_Work instruction_
Hand back the entries below exactly.

_Provided material_
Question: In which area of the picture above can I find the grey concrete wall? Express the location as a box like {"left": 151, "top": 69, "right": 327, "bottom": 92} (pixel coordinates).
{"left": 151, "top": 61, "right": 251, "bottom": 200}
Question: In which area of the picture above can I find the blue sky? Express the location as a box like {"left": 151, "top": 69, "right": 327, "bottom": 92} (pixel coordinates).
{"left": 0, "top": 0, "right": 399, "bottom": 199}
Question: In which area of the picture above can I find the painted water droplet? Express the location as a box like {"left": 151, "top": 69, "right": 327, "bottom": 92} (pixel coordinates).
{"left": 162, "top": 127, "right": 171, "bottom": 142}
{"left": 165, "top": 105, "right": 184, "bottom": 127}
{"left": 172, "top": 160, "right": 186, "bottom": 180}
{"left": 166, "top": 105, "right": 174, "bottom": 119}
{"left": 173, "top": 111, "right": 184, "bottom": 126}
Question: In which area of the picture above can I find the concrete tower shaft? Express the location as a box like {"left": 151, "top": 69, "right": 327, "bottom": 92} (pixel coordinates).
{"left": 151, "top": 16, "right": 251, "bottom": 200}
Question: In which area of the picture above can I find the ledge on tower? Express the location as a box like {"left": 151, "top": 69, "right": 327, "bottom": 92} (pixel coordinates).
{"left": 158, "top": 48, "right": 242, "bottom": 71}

_Result_
Question: In which area of the picture above can I find the grey concrete wall? Express the location as a box like {"left": 151, "top": 69, "right": 327, "bottom": 92} (pixel coordinates).
{"left": 151, "top": 61, "right": 251, "bottom": 200}
Question: In which area of the picture above can I find the blue sky? Express the location as a box like {"left": 151, "top": 69, "right": 327, "bottom": 92} (pixel coordinates).
{"left": 0, "top": 0, "right": 399, "bottom": 199}
Question: In which area of the picture above can I find the painted water droplet? Express the location as a box like {"left": 151, "top": 69, "right": 327, "bottom": 92} (pixel coordinates).
{"left": 162, "top": 127, "right": 171, "bottom": 142}
{"left": 165, "top": 105, "right": 184, "bottom": 127}
{"left": 172, "top": 160, "right": 186, "bottom": 180}
{"left": 166, "top": 105, "right": 174, "bottom": 119}
{"left": 173, "top": 111, "right": 184, "bottom": 126}
Question: In which area of the picture above can I find the concrete tower shaft? Express the location as a box like {"left": 151, "top": 69, "right": 327, "bottom": 92} (pixel coordinates).
{"left": 151, "top": 16, "right": 251, "bottom": 200}
Question: In which area of the picture above can I find the ledge on tower? Express the location as a box like {"left": 151, "top": 69, "right": 327, "bottom": 92} (pixel coordinates).
{"left": 158, "top": 48, "right": 242, "bottom": 71}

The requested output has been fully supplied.